OBJECTIVE A: Write out everything from "http://www.iunknown.com/2007/06/vibrant_ink_vis.html" down to "to hardcode things." in the Visual Studio color theme discussion, word for word.

EXCERPT TO READ:
══════════

Which Visual Studio Color Theme do you use?

Do you find that the darker themes work best for you? Do they help ease your eye strain?

What is your favorite color theme & where can I get it?

+5  A: 

http://www.iunknown.com/2007/06/vibrant_ink_vis.html

Helped my eye strain, but is a personal pref for sure.

+2  A: 

I have a homebrew theme.. nothing special except for one thing: I make literals (strings and numbers) really pop out to remind me/encourage me not to hardcode things.

Giovanni Galbo
A: 

I like dark themes with black or some dark gray background. To much light that white background generates causes me eye strain.

Also WPF antialiasing looks much better on dark background. Text is too blurry on white background.

Robert Vuković
+8  A: 
Jobi Joy
A: 

I prefer dark themes, and use a variant of this one. It definitely helps with the eye strain. Unfortunately you can't seem to theme all the Visual Studio windows consistently which makes things look a little garish.

I also switch all the console windows to a dark green text on black background to reduce 'glare'.

Rob Walker
+1  A: 

I find dark color schemes strain my eyes more than those with a white/light background. I took Jeff Atwood's variation (Is Your IDE Hot or Not?) and tweaked the colors a bit for my liking.

══════════

RECORDS PROVIDED:
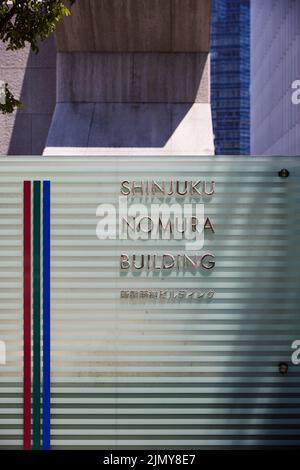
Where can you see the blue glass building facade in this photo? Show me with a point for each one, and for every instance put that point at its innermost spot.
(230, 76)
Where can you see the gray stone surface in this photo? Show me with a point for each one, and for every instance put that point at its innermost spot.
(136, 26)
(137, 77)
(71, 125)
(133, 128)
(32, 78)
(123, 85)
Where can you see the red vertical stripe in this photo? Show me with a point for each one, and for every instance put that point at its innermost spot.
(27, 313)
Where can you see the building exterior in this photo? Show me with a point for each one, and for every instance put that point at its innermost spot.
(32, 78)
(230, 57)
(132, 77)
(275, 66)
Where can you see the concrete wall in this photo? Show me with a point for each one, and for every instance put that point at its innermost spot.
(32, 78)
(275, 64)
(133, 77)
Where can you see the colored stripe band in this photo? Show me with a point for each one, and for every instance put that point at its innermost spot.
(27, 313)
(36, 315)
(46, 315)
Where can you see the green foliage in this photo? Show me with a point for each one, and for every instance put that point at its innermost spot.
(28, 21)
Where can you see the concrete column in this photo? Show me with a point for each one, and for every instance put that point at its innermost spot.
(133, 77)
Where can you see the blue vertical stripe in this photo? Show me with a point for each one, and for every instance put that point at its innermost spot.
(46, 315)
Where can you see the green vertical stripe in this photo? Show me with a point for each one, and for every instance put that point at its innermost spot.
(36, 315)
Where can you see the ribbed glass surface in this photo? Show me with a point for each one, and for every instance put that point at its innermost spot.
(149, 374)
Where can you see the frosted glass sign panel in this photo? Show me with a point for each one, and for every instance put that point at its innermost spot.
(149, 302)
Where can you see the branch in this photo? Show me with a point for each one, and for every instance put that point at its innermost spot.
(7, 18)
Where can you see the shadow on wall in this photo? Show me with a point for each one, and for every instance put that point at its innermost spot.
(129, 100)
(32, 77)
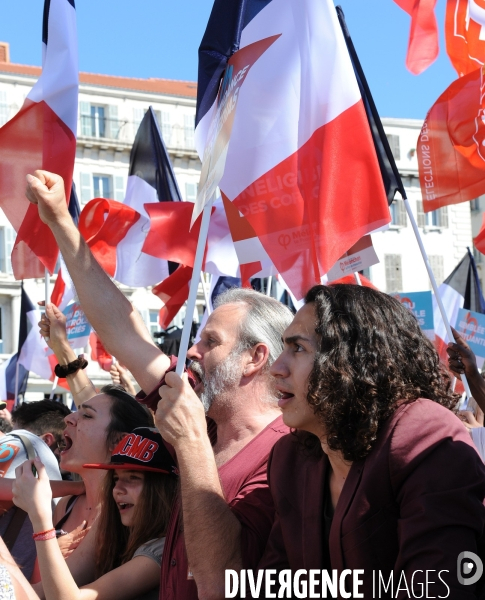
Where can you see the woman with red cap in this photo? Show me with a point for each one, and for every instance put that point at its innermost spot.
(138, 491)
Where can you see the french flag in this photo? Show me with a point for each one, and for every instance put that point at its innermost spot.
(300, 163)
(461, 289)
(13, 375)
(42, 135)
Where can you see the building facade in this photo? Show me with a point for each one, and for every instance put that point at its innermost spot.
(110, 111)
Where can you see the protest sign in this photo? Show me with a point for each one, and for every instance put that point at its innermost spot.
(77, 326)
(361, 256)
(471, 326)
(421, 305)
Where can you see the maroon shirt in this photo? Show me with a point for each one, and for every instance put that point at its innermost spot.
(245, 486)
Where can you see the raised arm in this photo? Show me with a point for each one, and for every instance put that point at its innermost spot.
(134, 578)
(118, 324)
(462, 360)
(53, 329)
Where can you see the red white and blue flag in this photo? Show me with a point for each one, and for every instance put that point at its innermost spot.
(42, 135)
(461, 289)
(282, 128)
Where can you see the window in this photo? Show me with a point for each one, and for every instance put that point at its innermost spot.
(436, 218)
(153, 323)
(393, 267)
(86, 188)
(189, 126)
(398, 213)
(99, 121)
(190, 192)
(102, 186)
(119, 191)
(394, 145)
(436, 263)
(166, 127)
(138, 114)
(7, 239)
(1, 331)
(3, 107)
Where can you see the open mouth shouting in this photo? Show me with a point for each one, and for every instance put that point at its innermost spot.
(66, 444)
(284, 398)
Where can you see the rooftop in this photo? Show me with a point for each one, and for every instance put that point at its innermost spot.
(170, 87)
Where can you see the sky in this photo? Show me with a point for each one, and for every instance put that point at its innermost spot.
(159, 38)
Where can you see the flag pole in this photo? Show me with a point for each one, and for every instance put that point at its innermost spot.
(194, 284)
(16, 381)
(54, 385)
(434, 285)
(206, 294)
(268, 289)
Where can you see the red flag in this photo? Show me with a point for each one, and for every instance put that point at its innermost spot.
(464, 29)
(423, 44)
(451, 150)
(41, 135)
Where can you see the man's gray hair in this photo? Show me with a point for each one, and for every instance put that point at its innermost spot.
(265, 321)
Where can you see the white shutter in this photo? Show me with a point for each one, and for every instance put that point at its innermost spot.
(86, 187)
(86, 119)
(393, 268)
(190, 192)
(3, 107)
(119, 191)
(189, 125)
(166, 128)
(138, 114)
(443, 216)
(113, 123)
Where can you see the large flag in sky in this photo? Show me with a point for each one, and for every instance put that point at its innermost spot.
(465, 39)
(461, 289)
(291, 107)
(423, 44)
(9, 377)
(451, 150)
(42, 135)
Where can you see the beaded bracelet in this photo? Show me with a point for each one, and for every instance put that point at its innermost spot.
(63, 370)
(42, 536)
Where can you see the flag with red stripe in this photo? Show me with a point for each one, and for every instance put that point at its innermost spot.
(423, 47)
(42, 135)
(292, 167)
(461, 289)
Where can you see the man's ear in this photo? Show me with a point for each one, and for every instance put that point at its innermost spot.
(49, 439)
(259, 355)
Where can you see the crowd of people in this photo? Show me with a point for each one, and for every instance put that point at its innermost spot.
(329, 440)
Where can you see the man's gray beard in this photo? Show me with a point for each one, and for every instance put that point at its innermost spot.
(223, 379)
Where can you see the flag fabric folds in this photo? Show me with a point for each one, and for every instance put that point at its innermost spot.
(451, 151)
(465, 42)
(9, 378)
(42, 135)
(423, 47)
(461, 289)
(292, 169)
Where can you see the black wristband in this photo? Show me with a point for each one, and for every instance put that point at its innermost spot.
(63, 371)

══════════

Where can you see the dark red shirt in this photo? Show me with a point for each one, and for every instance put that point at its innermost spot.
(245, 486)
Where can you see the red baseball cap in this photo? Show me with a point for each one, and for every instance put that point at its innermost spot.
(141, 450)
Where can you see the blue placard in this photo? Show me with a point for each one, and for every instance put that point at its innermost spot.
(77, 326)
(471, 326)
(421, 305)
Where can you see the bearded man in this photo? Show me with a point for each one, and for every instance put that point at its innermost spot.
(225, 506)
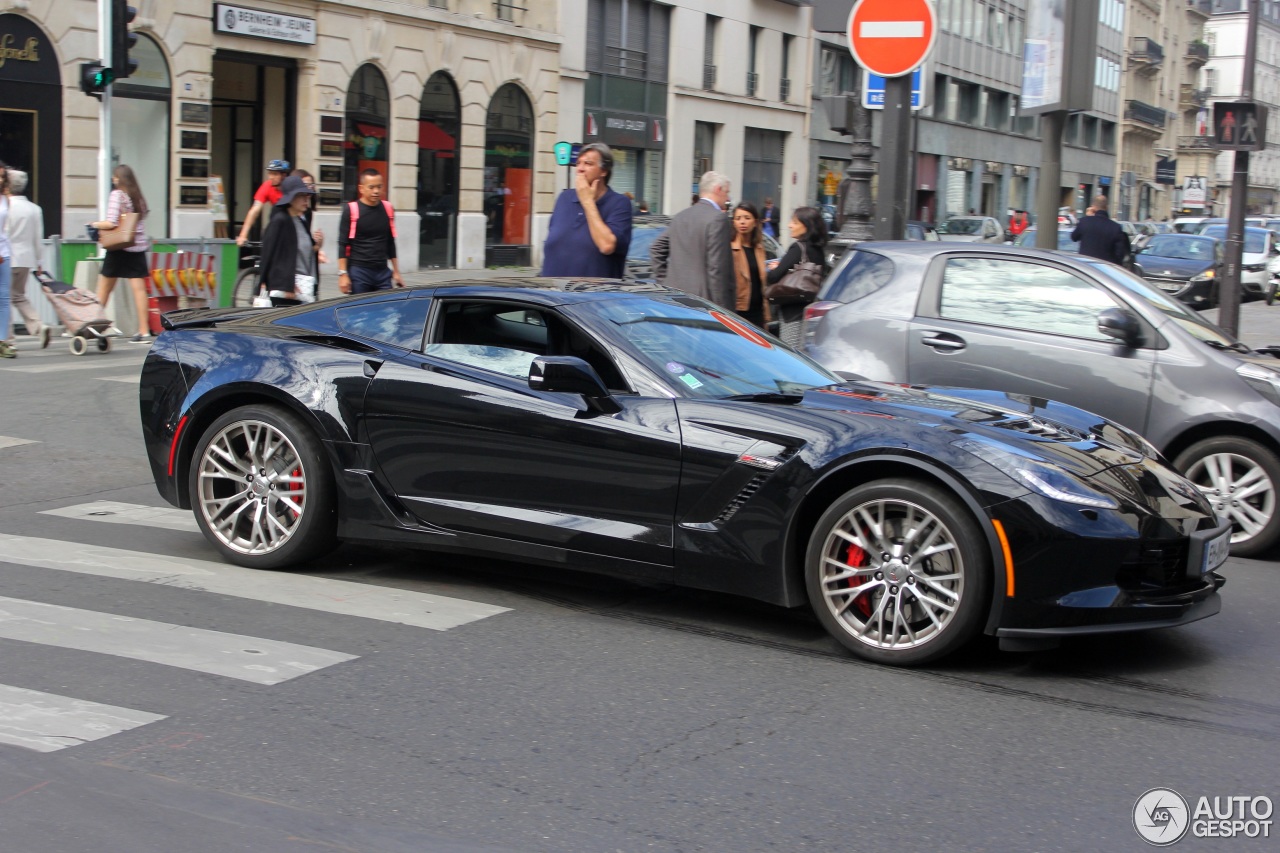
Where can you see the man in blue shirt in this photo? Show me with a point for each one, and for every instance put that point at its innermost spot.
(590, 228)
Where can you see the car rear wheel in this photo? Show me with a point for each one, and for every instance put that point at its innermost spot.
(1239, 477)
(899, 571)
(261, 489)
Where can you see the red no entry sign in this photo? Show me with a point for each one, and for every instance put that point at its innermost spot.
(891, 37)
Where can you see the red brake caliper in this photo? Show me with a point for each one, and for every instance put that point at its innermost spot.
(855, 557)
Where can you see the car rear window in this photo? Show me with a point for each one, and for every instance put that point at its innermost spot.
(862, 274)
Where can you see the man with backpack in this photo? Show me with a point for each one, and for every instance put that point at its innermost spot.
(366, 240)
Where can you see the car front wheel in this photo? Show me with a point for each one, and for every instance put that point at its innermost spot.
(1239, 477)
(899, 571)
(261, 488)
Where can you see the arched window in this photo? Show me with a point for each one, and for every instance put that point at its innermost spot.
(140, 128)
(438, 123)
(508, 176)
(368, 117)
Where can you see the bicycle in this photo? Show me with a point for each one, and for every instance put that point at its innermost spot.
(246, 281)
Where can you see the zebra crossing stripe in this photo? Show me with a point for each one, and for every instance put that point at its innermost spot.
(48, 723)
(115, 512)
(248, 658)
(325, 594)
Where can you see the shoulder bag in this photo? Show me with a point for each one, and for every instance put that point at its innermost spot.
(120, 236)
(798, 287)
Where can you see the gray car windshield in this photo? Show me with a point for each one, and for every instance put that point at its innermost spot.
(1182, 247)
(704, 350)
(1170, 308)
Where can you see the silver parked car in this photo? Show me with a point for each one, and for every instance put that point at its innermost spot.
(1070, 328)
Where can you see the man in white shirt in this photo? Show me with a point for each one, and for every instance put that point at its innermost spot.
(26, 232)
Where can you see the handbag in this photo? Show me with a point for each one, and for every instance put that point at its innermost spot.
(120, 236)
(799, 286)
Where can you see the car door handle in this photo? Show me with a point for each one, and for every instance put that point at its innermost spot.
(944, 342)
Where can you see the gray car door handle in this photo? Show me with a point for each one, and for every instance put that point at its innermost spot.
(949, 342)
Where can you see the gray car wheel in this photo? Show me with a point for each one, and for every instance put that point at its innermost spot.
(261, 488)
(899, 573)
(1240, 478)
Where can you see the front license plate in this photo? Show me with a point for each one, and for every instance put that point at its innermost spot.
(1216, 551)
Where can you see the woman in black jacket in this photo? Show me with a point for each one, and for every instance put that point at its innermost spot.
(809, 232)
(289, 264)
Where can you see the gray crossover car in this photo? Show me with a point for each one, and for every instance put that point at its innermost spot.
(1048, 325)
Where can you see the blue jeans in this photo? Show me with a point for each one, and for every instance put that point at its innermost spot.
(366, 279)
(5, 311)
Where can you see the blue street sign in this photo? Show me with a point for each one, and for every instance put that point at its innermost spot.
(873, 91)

══════════

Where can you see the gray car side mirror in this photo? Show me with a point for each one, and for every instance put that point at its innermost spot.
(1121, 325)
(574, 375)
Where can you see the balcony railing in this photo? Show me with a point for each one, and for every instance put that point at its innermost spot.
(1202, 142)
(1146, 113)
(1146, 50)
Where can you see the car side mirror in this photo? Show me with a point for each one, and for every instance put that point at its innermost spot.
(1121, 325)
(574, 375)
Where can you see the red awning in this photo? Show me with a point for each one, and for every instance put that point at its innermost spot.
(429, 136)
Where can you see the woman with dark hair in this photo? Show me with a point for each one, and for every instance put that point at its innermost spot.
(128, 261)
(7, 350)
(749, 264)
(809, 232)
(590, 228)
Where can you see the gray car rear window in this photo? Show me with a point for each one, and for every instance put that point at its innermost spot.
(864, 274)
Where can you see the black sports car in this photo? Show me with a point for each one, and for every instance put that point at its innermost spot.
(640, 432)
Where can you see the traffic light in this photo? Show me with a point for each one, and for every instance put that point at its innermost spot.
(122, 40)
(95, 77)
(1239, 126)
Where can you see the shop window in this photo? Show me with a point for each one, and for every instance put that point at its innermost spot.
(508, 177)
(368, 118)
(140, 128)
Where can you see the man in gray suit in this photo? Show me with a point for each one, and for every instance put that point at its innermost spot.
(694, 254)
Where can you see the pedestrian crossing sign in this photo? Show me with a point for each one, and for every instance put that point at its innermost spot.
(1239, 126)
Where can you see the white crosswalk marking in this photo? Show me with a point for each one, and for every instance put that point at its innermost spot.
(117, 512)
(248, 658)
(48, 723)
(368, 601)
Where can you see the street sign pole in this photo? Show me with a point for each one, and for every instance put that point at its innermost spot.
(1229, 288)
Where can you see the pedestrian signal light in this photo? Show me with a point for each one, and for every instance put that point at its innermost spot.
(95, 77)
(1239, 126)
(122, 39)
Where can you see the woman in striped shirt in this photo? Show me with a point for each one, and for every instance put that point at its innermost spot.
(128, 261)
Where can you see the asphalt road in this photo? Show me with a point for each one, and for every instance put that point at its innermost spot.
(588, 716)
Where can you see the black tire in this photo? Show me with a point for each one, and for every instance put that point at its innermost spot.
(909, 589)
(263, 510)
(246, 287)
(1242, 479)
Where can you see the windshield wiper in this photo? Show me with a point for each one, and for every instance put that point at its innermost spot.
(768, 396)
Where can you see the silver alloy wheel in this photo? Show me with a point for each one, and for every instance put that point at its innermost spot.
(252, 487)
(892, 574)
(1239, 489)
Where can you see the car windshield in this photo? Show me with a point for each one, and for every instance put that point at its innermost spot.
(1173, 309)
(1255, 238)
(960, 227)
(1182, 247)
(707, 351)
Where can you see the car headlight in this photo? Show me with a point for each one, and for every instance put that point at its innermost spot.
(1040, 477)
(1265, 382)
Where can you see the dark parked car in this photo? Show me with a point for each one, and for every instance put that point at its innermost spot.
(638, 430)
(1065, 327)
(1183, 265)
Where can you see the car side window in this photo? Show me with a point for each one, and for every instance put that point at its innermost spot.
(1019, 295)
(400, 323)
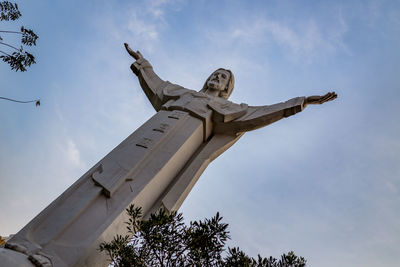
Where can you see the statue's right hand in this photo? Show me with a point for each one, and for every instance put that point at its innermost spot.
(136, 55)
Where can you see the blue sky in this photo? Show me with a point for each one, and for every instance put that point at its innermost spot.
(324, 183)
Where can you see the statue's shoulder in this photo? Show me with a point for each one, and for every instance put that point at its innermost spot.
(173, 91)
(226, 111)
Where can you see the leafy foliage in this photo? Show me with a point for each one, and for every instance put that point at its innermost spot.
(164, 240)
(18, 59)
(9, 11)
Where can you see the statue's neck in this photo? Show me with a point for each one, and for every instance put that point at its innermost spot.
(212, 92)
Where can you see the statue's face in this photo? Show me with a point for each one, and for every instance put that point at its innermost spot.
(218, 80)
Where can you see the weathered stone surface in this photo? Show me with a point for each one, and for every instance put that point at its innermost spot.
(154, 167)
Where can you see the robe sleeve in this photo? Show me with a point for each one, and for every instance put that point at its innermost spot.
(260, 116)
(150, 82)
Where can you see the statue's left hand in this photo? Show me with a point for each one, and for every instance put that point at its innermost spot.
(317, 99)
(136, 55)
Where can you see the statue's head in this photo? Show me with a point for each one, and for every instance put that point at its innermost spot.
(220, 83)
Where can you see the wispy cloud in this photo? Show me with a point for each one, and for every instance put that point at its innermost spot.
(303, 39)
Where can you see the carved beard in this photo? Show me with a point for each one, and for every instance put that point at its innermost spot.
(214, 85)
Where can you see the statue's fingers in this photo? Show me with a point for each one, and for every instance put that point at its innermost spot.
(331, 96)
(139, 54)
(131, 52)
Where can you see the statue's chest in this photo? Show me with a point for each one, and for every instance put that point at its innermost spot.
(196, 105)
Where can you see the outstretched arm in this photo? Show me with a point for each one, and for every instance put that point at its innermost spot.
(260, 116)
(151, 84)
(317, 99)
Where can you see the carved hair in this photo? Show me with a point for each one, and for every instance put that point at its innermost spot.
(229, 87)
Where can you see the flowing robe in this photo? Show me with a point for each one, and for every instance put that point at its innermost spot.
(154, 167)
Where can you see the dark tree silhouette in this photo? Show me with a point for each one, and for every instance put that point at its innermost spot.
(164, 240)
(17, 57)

══════════

OBJECTIVE B: Filter the records above, keeping every line that contains the word "pedestrian".

SOLUTION A:
http://www.iunknown.com/2007/06/vibrant_ink_vis.html

Helped my eye strain, but is a personal pref for sure.

+2  A: 

I have a homebrew theme.. nothing special except for one thing: I make literals (strings and numbers) really pop out to remind me/encourage me not to hardcode things.

SOLUTION B:
Where can you see the pedestrian crossing sign in this photo? Show me with a point for each one, and for every instance put that point at its innermost spot.
Where can you see the pedestrian signal light in this photo? Show me with a point for each one, and for every instance put that point at its innermost spot.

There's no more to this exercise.